= GIVEN PROBLEM =
Put every line of the data below into a Markdown table with the columns Number and Content. Number the rows in order and leave out blank lines.

= RECORDS SUPPLIED =
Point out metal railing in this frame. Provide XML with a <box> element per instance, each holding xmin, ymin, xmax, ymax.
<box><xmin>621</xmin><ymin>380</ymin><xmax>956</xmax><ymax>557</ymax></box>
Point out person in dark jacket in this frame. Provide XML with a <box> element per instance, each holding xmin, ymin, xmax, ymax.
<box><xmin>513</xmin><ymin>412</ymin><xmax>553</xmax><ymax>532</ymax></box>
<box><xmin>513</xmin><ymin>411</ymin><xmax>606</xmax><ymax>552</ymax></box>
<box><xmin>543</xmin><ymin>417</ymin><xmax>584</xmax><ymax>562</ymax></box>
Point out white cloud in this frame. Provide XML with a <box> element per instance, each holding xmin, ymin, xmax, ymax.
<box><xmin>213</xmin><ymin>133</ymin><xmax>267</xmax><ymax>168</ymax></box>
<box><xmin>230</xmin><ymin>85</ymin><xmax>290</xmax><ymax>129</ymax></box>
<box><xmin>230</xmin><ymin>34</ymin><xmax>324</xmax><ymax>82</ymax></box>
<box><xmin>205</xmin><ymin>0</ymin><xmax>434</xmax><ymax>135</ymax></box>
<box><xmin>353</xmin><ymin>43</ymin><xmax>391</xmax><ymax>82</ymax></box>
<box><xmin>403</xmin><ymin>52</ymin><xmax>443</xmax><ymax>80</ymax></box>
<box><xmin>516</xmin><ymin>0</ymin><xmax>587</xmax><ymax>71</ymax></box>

= SOLUTION TO THE EXERCISE =
| Number | Content |
|---|---|
| 1 | Point out metal railing in this frame. Provide XML with a <box> element per instance, each holding xmin, ymin, xmax, ymax. |
| 2 | <box><xmin>621</xmin><ymin>380</ymin><xmax>956</xmax><ymax>557</ymax></box> |
| 3 | Point out person in dark jacket in this frame. Provide XML with a <box> element per instance, each holding xmin, ymin, xmax, ymax. |
| 4 | <box><xmin>513</xmin><ymin>412</ymin><xmax>553</xmax><ymax>532</ymax></box> |
| 5 | <box><xmin>513</xmin><ymin>411</ymin><xmax>606</xmax><ymax>552</ymax></box> |
| 6 | <box><xmin>543</xmin><ymin>417</ymin><xmax>584</xmax><ymax>562</ymax></box> |
| 7 | Point out white cloud in this frame. Provide XML with a <box> element per instance, each holding xmin, ymin, xmax, ymax. |
| 8 | <box><xmin>213</xmin><ymin>133</ymin><xmax>267</xmax><ymax>168</ymax></box> |
| 9 | <box><xmin>230</xmin><ymin>85</ymin><xmax>290</xmax><ymax>129</ymax></box> |
| 10 | <box><xmin>230</xmin><ymin>34</ymin><xmax>324</xmax><ymax>82</ymax></box> |
| 11 | <box><xmin>205</xmin><ymin>0</ymin><xmax>434</xmax><ymax>135</ymax></box> |
| 12 | <box><xmin>353</xmin><ymin>43</ymin><xmax>391</xmax><ymax>82</ymax></box> |
| 13 | <box><xmin>403</xmin><ymin>52</ymin><xmax>443</xmax><ymax>80</ymax></box> |
| 14 | <box><xmin>516</xmin><ymin>0</ymin><xmax>587</xmax><ymax>71</ymax></box> |